TASK DETAILS >> Reproduce the passage of the commercial real estate interview starting at "From that, and" and ending at "attraction and retention.", without changing any characters.

EXTRACT >>
##########
From that, and from being active in landlord and building management networks like NAIOP and BOMA, … even small-scale landlords [can become] current with best-in-class practices, from cost-effective fire, life, safety and HVAC systems upgrades to enhanced janitorial service and common area management. Somewhere within that personal interaction and best-in-class fact finding comes a cost- effective solution to tenant attraction and retention.

NREI: You’ve mentioned taking advantage of the major concessions in the market right now to us before. Can you explain this?

Mark Hefner: Credit tenants and even tenants that just pay their bills on time have supreme leverage today with landlords. We are advising our [tenant] clients to carefully evaluate their lease portfolios to determine where their real estate is out of alignment with their business plan. From there, develop an action plan to “right-size” the lease portfolio. Leverage can be deployed by extending some leases on mission-critical space and extracting favorable terms on rent, additional tenant improvement allowances and even receiving equity in buildings, should that align with the business plan or make good business sense. There may be a significant shift by some companies to go back to owning some of the real estate that houses their operations, because of declining prices and low interest rates. Lowering occupancy costs is the “new” mantra in board rooms around the world!
##########
STORED DATA >>
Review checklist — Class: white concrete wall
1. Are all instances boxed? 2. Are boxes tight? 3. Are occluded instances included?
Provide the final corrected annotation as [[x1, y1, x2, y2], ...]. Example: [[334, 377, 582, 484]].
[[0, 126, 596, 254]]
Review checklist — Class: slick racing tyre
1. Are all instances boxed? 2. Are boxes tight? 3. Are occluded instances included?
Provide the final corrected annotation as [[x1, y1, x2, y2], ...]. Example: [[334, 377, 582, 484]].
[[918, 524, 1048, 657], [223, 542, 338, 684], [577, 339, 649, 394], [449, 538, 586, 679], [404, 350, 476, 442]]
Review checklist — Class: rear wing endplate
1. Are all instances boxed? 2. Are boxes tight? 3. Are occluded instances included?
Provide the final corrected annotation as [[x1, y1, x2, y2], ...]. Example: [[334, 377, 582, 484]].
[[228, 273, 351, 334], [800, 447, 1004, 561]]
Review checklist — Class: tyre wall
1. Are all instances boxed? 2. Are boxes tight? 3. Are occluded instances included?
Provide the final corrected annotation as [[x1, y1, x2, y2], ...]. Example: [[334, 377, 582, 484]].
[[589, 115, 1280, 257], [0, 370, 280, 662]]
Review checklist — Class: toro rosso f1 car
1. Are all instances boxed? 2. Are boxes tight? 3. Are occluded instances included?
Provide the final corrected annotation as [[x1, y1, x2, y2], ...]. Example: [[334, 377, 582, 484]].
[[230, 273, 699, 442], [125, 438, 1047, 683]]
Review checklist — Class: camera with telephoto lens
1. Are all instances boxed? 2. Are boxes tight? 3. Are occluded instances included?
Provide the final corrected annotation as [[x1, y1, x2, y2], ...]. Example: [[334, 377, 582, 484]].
##########
RESULT >>
From that, and from being active in landlord and building management networks like NAIOP and BOMA, … even small-scale landlords [can become] current with best-in-class practices, from cost-effective fire, life, safety and HVAC systems upgrades to enhanced janitorial service and common area management. Somewhere within that personal interaction and best-in-class fact finding comes a cost- effective solution to tenant attraction and retention.